But Giuliani and Bratton clashed frequently, and the commissioner
resigned in 1996.
Starting in 2002, as chief of the Los Angeles Police Department,
Bratton worked with both an inspector general and a federal monitor,
instituted in the wake of a bruising late-1990s corruption scandal.
Kelly's tenure began less than four months after the September 11.
attacks, and under his direction the city created a global
counter-terrorism unit and stationed NYPD investigators in 11 world
capitals.
Also under Kelly, the NYPD has built one of the nation's most
sophisticated municipal surveillance networks, which includes
license plate readers, surveillance cameras and innovative
investigative technologies that sift through a growing store of vast
NYPD databases.
While Kelly's tenure has been transformative in many respects, it
has also been marked by controversy in recent years, including the
department's monitoring of Muslim communities and persistent charges
of precinct-level crime data manipulation.

• **MATERIAL**
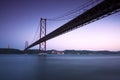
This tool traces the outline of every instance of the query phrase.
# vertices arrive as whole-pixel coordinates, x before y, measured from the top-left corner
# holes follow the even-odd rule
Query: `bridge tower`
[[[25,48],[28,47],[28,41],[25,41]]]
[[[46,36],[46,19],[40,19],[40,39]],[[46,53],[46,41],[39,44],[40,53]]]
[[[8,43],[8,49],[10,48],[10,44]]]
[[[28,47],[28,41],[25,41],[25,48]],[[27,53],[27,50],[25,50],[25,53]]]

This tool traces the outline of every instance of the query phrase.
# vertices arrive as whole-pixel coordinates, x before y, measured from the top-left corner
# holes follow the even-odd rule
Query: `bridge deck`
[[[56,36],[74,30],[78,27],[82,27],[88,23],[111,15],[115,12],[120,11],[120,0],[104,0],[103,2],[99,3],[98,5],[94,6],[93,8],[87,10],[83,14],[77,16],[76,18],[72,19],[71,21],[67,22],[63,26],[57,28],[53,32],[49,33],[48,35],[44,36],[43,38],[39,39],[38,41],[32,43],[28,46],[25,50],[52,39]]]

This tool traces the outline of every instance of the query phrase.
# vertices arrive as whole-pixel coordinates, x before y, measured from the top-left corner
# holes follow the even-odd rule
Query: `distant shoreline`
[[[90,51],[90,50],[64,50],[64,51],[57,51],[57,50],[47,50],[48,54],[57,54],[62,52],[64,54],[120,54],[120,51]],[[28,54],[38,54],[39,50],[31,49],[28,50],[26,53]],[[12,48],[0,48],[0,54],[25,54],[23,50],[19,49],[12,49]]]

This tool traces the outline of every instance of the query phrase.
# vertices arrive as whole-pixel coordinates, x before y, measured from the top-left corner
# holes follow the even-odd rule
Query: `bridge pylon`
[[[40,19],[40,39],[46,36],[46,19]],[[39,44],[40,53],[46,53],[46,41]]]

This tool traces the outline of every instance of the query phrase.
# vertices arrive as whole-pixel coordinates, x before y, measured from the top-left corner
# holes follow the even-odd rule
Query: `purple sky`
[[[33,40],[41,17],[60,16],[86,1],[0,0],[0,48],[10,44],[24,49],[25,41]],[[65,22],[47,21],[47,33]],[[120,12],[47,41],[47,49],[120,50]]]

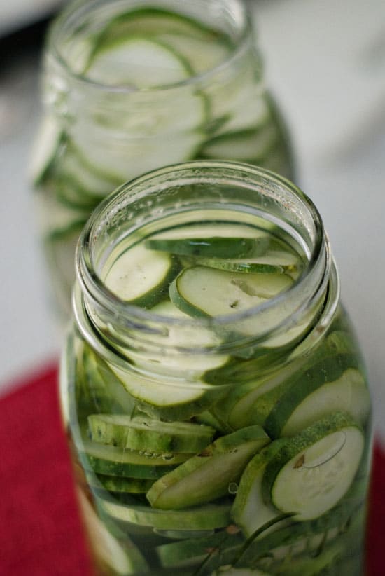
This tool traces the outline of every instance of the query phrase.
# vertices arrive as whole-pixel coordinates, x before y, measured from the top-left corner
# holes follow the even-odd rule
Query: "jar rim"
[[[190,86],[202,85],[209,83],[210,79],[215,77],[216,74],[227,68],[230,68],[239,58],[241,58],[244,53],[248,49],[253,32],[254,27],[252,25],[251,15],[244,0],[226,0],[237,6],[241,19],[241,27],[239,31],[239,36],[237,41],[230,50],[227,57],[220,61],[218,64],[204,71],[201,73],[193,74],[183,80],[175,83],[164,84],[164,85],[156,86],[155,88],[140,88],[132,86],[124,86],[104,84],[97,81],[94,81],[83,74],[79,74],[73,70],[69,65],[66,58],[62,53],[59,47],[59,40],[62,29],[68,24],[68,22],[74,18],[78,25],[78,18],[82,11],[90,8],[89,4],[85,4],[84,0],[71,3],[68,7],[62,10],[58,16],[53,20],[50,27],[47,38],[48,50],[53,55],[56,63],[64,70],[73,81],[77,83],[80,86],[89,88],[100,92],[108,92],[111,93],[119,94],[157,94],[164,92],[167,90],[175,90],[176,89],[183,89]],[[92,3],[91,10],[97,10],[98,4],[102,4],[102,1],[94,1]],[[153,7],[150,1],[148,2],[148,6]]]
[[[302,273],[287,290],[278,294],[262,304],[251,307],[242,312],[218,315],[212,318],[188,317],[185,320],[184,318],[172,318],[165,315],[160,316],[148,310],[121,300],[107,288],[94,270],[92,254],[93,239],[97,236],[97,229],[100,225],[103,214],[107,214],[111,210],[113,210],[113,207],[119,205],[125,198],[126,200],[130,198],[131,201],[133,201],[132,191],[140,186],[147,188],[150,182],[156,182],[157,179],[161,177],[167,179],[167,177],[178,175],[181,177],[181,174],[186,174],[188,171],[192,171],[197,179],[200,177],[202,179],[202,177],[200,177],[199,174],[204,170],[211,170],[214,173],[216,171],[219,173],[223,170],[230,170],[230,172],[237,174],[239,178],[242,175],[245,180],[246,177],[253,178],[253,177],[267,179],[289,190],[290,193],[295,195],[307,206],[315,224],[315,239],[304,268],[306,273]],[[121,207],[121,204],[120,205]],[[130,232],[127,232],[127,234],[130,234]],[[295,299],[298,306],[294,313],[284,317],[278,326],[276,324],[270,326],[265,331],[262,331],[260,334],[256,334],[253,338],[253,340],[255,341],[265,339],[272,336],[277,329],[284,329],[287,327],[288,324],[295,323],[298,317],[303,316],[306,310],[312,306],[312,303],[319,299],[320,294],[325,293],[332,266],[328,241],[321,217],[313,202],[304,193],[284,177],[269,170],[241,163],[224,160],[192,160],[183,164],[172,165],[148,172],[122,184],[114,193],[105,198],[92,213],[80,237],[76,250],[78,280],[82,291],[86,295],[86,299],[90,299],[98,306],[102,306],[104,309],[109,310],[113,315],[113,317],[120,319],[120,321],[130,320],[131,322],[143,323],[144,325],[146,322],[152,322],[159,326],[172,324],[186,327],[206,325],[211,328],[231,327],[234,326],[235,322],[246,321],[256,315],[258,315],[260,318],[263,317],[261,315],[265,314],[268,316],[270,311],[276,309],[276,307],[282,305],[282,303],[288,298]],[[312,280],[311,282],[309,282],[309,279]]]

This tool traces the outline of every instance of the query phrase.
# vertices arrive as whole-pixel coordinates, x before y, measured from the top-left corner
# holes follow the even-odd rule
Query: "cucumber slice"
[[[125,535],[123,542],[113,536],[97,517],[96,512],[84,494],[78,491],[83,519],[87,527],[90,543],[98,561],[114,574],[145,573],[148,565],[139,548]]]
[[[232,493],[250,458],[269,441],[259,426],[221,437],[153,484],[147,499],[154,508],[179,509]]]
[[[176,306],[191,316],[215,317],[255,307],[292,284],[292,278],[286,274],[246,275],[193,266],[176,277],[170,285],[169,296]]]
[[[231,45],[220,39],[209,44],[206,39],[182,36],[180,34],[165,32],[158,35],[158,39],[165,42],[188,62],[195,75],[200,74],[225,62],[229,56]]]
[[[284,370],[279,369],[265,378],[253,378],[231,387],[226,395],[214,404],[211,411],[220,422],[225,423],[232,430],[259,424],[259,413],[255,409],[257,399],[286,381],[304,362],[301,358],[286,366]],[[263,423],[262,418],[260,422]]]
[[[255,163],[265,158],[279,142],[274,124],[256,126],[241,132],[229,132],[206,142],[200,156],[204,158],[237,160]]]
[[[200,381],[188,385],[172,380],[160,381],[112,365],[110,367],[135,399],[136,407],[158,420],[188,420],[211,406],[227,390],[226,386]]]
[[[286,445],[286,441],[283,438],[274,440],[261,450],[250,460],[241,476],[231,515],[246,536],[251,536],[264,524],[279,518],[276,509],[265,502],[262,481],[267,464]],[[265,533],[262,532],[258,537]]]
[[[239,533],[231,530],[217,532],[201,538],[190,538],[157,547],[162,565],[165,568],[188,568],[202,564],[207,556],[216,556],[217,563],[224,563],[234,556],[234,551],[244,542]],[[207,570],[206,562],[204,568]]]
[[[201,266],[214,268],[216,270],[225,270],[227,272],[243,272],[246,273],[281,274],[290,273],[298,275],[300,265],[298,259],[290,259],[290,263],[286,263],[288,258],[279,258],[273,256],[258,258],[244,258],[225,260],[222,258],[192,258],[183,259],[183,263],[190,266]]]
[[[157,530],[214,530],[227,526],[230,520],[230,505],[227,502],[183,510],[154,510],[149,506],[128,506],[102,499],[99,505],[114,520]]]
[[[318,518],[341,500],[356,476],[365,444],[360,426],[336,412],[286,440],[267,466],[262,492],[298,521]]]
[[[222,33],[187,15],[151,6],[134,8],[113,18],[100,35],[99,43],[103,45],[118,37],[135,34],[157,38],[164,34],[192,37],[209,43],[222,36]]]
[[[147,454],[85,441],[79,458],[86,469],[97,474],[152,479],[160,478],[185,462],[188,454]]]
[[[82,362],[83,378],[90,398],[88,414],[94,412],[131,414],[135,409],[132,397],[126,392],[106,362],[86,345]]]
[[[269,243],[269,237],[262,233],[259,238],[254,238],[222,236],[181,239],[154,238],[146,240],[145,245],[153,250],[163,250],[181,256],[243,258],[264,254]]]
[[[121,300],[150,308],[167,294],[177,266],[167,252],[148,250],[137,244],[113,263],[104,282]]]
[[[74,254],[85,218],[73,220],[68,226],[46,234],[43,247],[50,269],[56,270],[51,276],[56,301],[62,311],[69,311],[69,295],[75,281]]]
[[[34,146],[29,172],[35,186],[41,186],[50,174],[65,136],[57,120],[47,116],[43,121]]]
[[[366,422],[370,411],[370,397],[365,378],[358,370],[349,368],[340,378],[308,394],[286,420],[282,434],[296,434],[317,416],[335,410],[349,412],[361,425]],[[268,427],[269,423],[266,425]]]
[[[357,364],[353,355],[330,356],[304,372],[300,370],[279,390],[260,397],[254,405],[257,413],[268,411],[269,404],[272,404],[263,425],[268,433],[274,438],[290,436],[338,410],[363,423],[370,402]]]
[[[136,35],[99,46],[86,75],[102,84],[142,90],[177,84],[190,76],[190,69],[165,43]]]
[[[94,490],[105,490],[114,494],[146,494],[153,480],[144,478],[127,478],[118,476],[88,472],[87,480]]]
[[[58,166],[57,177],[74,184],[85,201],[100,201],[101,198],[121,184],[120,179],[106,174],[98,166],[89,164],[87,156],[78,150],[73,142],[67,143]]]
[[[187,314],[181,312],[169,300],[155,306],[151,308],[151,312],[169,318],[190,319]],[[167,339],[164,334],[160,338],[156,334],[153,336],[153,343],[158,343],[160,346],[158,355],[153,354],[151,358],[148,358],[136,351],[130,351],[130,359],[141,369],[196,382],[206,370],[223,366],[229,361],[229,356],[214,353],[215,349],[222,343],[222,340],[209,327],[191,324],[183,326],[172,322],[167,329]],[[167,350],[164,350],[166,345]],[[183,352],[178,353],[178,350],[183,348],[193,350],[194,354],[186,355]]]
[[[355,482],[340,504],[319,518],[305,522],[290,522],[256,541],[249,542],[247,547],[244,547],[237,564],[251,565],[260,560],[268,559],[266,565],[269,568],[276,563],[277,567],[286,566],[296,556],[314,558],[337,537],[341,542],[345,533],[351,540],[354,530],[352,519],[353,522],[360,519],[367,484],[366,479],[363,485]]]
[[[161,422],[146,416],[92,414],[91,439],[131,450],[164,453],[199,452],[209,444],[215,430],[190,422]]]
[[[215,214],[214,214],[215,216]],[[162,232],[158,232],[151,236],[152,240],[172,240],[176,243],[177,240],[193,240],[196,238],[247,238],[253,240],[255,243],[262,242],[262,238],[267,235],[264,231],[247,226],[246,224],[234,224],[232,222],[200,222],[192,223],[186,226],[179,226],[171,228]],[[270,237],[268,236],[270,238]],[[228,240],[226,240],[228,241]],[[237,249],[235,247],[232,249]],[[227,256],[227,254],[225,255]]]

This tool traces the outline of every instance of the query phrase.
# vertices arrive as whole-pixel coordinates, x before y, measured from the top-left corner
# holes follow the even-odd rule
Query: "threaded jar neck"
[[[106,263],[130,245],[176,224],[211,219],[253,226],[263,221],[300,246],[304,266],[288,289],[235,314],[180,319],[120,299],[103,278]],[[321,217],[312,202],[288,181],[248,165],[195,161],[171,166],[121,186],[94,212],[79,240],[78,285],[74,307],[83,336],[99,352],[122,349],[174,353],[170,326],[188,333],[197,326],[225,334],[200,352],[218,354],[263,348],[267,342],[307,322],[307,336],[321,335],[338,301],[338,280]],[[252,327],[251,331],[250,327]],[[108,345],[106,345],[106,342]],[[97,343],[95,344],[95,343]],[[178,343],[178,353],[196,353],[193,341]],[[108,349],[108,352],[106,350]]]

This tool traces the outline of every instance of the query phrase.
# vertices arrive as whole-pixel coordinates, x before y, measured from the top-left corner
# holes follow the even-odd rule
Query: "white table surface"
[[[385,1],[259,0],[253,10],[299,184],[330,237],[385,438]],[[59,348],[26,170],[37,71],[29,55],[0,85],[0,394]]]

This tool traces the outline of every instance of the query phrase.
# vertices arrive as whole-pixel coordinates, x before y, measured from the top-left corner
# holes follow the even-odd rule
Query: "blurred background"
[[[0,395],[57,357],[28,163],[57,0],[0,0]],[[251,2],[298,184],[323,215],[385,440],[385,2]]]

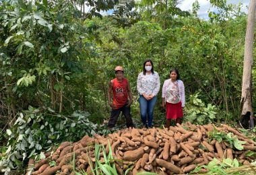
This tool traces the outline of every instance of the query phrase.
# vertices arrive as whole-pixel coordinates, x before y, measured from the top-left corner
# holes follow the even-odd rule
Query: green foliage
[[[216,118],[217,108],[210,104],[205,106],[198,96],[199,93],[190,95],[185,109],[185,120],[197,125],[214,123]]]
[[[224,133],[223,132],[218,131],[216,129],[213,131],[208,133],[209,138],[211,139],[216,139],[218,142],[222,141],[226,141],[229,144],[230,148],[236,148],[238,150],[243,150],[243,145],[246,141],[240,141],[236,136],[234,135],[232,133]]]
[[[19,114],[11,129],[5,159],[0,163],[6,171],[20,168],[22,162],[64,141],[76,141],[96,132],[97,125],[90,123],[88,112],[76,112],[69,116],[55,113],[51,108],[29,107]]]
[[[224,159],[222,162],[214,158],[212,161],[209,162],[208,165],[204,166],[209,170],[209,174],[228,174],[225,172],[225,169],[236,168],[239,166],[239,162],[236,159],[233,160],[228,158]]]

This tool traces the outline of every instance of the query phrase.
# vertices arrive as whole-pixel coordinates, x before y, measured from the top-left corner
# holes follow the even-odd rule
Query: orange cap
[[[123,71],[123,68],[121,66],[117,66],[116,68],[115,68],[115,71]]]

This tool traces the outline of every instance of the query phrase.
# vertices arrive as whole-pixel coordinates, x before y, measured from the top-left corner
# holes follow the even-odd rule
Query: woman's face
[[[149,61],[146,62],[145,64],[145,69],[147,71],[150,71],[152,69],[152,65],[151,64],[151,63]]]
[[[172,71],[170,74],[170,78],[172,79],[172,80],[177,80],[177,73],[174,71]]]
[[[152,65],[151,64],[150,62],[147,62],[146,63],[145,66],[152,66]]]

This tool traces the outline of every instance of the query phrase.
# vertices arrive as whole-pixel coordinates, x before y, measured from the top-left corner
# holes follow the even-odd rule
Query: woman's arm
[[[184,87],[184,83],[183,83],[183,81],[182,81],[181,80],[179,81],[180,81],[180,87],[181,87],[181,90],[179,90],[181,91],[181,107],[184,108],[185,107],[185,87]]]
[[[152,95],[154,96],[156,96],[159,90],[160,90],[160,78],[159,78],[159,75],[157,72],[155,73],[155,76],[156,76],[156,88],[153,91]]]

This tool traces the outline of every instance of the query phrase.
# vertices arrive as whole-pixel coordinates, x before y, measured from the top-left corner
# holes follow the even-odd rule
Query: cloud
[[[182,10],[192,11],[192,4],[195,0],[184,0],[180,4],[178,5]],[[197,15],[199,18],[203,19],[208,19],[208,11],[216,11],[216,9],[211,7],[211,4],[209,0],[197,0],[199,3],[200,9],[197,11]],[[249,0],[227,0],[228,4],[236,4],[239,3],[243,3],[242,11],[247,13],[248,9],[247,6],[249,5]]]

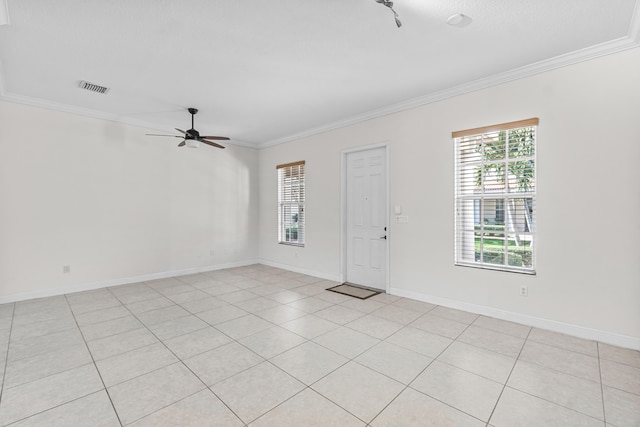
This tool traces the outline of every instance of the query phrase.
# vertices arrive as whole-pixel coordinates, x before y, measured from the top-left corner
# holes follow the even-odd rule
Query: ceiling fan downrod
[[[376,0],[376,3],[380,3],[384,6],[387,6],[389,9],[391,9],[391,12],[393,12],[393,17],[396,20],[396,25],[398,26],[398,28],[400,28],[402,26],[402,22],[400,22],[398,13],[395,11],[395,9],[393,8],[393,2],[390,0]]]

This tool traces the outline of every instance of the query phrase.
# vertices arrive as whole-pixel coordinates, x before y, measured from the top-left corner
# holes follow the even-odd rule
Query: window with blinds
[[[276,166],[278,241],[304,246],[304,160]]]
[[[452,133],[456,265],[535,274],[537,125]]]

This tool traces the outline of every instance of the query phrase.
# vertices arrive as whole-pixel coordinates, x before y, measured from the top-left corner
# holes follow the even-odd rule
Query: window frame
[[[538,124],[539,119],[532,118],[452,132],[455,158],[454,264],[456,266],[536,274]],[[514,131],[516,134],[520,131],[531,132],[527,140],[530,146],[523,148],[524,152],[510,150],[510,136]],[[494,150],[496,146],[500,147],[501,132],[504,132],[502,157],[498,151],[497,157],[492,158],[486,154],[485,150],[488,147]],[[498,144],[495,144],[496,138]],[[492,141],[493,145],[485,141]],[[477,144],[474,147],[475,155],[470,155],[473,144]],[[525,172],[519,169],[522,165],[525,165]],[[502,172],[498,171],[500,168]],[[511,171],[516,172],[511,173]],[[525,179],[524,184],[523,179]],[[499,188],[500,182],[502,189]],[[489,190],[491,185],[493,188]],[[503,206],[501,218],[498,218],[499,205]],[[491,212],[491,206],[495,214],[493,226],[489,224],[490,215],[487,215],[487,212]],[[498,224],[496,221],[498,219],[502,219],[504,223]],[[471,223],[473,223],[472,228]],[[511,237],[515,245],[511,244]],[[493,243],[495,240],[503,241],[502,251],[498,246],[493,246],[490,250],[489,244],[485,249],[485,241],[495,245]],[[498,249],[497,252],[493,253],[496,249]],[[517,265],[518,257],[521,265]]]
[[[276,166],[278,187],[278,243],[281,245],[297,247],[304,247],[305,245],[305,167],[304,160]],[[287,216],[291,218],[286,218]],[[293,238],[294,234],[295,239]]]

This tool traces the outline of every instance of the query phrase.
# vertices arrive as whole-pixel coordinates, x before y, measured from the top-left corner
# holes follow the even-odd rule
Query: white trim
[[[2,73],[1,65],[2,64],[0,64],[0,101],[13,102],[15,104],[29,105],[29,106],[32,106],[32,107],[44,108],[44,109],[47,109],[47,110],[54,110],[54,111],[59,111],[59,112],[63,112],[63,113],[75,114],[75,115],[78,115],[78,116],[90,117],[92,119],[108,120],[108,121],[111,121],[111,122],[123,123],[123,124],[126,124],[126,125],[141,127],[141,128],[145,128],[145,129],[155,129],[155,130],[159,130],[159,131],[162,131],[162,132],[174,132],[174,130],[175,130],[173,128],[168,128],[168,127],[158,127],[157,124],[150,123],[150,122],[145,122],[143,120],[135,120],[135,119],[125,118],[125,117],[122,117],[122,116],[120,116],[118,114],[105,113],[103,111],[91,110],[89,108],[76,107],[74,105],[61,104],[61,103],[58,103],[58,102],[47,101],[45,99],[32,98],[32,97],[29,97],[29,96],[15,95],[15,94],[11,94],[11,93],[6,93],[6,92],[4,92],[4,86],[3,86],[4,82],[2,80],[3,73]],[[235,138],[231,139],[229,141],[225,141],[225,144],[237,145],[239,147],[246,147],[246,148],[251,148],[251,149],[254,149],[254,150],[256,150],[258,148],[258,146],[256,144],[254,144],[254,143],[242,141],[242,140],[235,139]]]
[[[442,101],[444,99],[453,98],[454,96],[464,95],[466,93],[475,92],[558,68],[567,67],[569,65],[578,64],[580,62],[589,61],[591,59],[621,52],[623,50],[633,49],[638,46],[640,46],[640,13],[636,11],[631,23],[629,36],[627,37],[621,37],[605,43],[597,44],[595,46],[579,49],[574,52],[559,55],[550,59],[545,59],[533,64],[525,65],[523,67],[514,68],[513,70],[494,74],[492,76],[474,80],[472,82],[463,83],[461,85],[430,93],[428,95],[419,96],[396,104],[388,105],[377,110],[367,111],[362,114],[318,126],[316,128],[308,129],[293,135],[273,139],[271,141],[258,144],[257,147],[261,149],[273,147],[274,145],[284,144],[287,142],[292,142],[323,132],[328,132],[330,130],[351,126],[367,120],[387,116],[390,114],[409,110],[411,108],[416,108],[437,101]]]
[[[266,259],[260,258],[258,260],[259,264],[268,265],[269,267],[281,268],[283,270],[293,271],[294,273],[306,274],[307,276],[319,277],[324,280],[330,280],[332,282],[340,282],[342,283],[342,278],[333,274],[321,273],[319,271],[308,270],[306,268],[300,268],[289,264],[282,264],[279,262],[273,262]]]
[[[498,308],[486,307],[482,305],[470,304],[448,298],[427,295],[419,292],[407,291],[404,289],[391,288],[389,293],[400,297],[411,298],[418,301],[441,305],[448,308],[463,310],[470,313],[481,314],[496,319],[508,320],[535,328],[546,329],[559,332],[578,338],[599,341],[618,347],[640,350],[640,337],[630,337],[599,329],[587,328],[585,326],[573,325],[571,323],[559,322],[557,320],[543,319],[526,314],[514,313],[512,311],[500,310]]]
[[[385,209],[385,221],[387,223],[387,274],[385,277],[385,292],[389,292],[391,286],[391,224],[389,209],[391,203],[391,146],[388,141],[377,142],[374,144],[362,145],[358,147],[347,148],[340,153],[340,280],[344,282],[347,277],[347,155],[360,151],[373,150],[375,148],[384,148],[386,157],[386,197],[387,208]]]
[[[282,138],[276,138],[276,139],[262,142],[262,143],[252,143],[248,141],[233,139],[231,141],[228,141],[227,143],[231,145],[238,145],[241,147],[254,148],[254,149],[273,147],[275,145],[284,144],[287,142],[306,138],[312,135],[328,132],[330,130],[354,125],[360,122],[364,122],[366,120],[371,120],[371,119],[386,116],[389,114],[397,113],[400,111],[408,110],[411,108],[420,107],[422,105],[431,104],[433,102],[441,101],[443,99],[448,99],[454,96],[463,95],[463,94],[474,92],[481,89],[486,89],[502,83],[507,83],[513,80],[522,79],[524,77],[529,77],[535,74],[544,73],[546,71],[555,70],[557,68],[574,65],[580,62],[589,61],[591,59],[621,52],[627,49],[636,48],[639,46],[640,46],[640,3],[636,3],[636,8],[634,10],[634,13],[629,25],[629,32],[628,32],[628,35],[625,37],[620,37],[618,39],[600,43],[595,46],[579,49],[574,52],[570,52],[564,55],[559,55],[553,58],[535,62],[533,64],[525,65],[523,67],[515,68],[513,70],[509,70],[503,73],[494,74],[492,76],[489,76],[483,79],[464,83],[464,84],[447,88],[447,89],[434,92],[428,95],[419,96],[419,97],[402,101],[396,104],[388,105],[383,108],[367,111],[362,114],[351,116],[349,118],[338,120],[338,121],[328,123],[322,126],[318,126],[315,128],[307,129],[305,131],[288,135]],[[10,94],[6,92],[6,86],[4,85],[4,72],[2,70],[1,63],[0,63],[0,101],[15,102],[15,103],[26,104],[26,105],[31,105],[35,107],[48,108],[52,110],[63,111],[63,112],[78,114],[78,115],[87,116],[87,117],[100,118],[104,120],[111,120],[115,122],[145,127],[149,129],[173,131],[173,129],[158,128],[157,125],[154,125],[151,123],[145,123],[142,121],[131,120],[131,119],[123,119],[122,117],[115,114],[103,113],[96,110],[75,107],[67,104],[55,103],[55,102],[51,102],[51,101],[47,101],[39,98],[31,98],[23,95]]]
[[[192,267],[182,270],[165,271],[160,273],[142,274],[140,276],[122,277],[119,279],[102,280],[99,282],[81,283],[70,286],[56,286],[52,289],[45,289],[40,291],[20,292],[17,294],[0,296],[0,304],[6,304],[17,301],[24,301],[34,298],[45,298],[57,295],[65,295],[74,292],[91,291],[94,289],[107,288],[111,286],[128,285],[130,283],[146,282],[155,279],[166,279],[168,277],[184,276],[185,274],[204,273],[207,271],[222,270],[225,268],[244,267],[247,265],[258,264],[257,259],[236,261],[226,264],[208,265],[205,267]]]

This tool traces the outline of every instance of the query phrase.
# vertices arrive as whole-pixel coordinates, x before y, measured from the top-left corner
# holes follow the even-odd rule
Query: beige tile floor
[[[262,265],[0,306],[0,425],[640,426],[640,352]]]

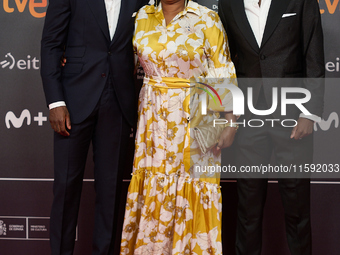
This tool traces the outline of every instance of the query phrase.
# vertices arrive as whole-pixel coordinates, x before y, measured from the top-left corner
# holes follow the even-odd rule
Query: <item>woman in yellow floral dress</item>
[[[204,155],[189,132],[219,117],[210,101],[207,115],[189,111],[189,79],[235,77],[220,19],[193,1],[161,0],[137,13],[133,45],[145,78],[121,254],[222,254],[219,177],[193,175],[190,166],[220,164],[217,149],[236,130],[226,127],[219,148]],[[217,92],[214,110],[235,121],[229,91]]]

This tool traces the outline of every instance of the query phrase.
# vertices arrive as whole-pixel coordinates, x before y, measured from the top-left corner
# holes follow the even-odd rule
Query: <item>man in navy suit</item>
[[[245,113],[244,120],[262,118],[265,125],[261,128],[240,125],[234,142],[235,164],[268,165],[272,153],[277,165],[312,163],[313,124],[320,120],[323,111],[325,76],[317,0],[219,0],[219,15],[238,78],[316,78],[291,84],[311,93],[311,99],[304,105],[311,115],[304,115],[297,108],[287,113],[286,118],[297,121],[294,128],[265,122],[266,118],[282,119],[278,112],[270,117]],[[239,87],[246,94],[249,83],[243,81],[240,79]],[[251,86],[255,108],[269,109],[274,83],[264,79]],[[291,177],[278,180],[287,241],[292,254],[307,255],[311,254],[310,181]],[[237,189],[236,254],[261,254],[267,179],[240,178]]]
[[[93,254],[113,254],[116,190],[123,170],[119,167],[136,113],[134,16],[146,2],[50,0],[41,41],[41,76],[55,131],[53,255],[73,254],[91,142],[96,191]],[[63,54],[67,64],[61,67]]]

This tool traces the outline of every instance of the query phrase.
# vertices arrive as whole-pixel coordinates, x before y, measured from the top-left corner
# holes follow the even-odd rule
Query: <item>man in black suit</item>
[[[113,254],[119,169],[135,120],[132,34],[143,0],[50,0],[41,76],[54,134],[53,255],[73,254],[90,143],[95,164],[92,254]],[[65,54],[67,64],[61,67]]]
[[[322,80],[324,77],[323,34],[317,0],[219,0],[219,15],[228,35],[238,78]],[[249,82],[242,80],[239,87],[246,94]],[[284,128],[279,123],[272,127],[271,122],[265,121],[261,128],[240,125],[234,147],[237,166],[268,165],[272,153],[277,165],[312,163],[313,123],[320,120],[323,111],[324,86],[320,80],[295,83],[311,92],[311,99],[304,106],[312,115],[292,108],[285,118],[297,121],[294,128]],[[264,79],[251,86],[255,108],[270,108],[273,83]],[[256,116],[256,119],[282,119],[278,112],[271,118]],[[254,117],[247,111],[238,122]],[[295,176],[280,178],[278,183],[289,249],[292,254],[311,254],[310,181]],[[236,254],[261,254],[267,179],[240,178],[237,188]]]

• **SHORT TASK A**
According to the passage on Bratton and Kelly, in how many world capitals were NYPD investigators stationed under Kelly?
• **SHORT TASK B**
Extend the passage on the NYPD commissioners past its final sentence.

• **TASK ANSWER A**
11

• **TASK ANSWER B**
New York Governor Andrew Cuomo, local district attorneys and an
array of civil liberties and civil rights groups all expressed
support for Bratton's appointment.
"We look forward to working with the new mayor and police
commissioner to ensure that fundamental changes are made to the
NYPD, including a top-to-bottom culture shift that ends racial
profiling and the abuse of stop-and-frisk," said Donna Lieberman,
executive director of the New York Civil Liberties Union.